- [WHAT IS REQUIRED] In the records below, find the line that contains "For every instance of the sink" and the line that contains "For every instance of the chrome". Set down exactly those lines and every line between them, and nothing more.

- [DATASET]
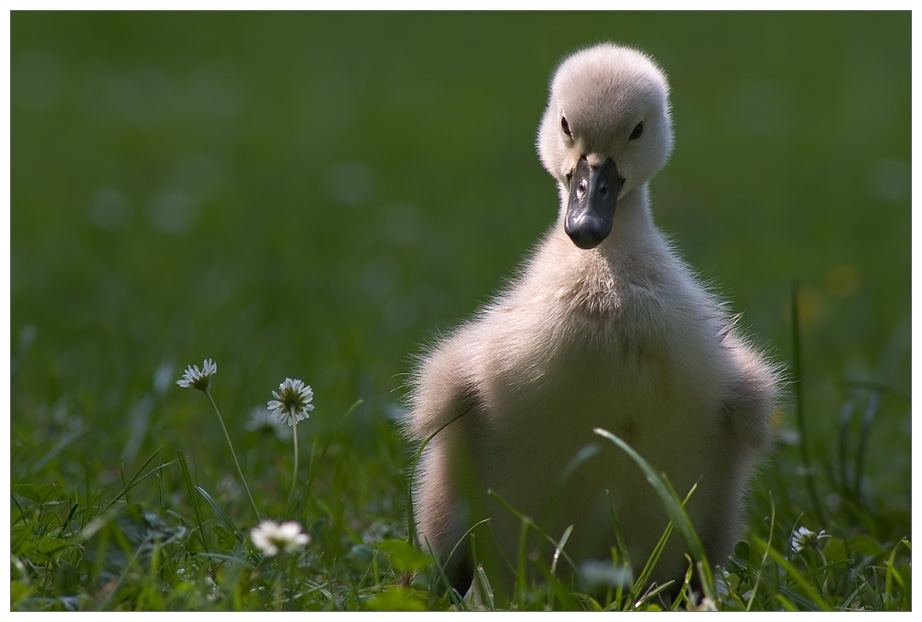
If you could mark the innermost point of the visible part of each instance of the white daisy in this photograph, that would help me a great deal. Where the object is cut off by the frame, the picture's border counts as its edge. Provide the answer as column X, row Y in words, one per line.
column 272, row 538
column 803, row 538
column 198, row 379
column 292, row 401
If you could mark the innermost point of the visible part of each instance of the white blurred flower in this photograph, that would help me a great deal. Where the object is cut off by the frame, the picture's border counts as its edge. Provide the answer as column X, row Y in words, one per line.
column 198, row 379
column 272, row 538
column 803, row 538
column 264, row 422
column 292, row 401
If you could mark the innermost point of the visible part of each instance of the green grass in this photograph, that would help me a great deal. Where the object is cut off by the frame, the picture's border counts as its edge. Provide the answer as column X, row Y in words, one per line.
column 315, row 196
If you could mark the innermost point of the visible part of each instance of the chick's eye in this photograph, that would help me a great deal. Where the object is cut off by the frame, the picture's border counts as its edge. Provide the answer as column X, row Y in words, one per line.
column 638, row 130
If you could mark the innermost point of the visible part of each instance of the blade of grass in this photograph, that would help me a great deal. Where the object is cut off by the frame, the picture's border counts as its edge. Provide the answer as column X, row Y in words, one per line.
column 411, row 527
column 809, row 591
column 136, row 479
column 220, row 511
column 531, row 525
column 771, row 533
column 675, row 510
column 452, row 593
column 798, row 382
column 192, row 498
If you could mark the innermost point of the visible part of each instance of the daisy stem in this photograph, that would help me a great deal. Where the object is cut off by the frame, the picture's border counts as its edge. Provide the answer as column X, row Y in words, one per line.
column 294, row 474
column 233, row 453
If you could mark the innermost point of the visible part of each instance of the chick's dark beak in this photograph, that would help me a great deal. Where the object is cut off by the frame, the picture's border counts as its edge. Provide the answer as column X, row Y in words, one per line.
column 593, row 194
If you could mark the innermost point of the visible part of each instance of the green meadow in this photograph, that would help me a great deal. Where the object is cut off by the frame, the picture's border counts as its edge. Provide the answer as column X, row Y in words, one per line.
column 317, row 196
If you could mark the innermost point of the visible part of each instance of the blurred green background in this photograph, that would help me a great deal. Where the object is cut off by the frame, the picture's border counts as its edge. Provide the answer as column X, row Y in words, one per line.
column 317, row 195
--
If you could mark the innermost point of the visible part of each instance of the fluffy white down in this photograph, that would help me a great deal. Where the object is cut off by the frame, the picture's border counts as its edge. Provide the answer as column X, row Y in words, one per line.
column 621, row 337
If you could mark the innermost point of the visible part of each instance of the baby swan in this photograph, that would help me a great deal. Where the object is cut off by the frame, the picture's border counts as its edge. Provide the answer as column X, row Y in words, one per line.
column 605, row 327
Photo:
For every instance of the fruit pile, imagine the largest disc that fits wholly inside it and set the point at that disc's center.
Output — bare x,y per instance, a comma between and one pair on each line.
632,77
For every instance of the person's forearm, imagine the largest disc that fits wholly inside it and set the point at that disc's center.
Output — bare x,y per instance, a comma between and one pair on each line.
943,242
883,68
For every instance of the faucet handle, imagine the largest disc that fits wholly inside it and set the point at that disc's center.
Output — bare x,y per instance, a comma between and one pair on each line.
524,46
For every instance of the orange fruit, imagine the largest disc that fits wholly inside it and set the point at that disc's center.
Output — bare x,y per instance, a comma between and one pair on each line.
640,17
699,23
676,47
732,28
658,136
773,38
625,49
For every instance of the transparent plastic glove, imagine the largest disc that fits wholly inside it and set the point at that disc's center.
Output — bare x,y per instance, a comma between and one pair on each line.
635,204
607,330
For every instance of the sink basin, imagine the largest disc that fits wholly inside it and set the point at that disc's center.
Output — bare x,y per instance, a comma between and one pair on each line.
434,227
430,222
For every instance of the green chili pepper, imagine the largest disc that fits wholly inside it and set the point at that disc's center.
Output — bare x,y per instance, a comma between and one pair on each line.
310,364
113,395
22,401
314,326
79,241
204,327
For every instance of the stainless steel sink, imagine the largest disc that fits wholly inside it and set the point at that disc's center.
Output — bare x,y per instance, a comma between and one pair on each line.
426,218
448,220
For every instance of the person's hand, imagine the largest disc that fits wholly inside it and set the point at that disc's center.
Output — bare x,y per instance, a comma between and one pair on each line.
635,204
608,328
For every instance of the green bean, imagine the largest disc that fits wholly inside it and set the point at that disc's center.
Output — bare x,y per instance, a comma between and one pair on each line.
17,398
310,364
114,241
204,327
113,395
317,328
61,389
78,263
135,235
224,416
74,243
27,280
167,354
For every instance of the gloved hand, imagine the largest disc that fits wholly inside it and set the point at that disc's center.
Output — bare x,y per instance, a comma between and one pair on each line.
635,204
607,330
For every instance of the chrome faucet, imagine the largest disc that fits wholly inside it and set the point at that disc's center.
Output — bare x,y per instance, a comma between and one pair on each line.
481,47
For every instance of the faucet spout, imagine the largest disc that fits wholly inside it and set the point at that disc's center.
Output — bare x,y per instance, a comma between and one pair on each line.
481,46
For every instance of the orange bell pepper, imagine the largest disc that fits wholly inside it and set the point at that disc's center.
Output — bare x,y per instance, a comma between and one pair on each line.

- [EXPECTED ANSWER]
For every instance of the sink basin, imagine the largest disc that fits wholly inside it and set the point at that disc's center.
Output — bare x,y per instance, a comma between and one pair on each line.
434,227
430,222
For every instance of the green chili pepper, imagine the largest disc that fits wholly inside it and set the point at that disc's center.
Output — bare x,y per instance, a comma between and one pair on each line.
310,364
113,395
22,401
314,326
79,241
204,327
For every instance of the stainless steel sink, imagine the largest disc that fits wholly inside it and set the point at that disc's center.
Output — bare x,y per instance, a comma between and one pair on each line.
426,218
448,220
For every instance of the person's hand, imagine the largest disc that fits wholly inside it and set the point at that disc's center.
Output — bare x,y per instance, a comma between and one pair on each line.
635,204
608,328
For every instance of the green bean, imagine the largest disc that fits wholly inside it and set the point at that disc's center.
Output — bare x,y per instance, a comma between and one pair on each line.
17,398
310,364
114,241
204,327
113,395
317,328
61,389
78,263
135,235
224,416
74,243
27,280
167,354
For every instance of the gloved hand, imagine the largest disc that fits wholly inside it and set the point at that disc's center.
Output — bare x,y per instance, a comma between and one pair on each line.
635,204
607,330
For every instance of the chrome faucet, imagine the largest disc that fits wholly inside it and set the point at that disc's center.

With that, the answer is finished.